:: PASSAGE SHOWN ::
Something Old, Something Blue
A 150-year-old compound, a Nobel Prize origin story, and one of the most interesting mitochondrial tools I’ve come across. I’ve been taking it for two years.

This is a bit of a continuation from last week's Mitochondrial Triad post...a spotlight on the elusive fourth pillar of mitochondrial optimization. A sort of efficient cousin who shows up to the family reunion, skips the small talk, and just starts fixing things nobody else knew were broken.
I’ve been taking methylene blue for about two years now, and it’s one of those compounds that surprised me by having an immediate and positive effect. But the most interesting thing about this compound is its story. This compound has been used in medicine since 1891. It was the first fully synthetic drug ever administered to a human being, and it’s on the WHO’s List of Essential Medicines.
I’ll walk you through the history (which is genuinely fascinating), the mechanism (which is unlike anything else I take), the brain research (which is early but compelling), and the safety considerations (which are serious and worth reading closely). And I’ll tell you what I personally notice after two years of daily use.
Let’s get into it.
A Brief History of Methylene Blue
This might be my favorite origin story in longevity science, because methylene blue didn’t come from a lab trying to solve aging. It came from a lab trying to dye cotton.
In 1876, a German chemist named Heinrich Caro at BASF was experimenting with coal tar derivatives when he produced a vibrant blue dye. BASF patented it the following year; Germany’s first patent for a synthetic dye. It was meant for textiles. That’s it. Blue fabric.
Then a young physician named Paul Ehrlich got his hands on it and changed everything.
Ehrlich noticed that methylene blue could selectively stain certain cells while leaving others untouched. By 1881, he was using it to visualize bacteria under a microscope. By 1885, he’d figured out it could make individual neurons visible. And by 1891, Ehrlich and his colleague Paul Guttmann used methylene blue to treat two malaria patients in a Berlin hospital; the first time a fully synthetic compound was ever used as a drug in human medicine. Before aspirin. Before antibiotics. Before any of it.
That selective staining property led Ehrlich to develop what he called the “magic bullet” concept; the idea that a chemical could be designed to target specific biological structures. That concept became the foundation of modern chemotherapy, antihistamines, and entire classes of psychiatric medication. Ehrlich won the Nobel Prize in 1908. All of it traces back to a blue dye on a cotton bolt.
:::
EXERCISE:
Copy the methylene blue passage from "This is a bit" to "of Essential Medicines.", swapping "family reunion" for "holiday dinner".
:: ENTRIES SUPPLIED ::
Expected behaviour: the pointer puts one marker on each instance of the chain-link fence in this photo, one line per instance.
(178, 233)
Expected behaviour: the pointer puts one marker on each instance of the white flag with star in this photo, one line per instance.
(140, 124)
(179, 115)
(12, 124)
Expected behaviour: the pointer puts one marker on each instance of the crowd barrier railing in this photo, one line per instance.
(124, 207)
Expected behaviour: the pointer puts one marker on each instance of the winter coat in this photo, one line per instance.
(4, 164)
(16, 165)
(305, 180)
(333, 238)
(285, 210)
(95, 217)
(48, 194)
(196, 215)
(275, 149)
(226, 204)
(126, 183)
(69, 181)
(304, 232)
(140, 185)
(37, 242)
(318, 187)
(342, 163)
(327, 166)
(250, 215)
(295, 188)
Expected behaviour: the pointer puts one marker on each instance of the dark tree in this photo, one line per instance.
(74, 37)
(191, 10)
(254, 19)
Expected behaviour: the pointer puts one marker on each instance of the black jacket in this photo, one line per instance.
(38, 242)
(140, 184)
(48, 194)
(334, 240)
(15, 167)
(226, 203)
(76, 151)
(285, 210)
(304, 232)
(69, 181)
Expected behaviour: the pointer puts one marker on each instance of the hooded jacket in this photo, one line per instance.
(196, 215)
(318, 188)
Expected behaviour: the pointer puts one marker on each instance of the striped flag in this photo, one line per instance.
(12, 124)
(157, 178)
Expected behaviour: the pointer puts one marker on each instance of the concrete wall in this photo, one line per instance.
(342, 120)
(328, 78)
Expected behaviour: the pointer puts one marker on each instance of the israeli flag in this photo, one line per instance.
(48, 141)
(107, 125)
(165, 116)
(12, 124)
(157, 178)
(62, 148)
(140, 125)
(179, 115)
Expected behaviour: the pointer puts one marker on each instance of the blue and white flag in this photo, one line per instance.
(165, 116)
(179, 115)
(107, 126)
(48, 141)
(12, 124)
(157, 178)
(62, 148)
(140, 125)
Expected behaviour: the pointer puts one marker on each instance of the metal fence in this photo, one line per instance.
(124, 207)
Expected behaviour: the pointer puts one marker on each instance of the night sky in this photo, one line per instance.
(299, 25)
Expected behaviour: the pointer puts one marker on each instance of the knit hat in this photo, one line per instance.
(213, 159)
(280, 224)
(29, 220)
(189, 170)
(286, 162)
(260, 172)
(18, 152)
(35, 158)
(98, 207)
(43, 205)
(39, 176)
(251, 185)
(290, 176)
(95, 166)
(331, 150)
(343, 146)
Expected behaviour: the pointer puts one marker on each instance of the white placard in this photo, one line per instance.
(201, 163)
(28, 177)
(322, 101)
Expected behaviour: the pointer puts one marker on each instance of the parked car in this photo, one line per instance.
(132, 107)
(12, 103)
:::
RESPONSE:
This is a bit of a continuation from last week's Mitochondrial Triad post...a spotlight on the elusive fourth pillar of mitochondrial optimization. A sort of efficient cousin who shows up to the holiday dinner, skips the small talk, and just starts fixing things nobody else knew were broken.
I’ve been taking methylene blue for about two years now, and it’s one of those compounds that surprised me by having an immediate and positive effect. But the most interesting thing about this compound is its story. This compound has been used in medicine since 1891. It was the first fully synthetic drug ever administered to a human being, and it’s on the WHO’s List of Essential Medicines.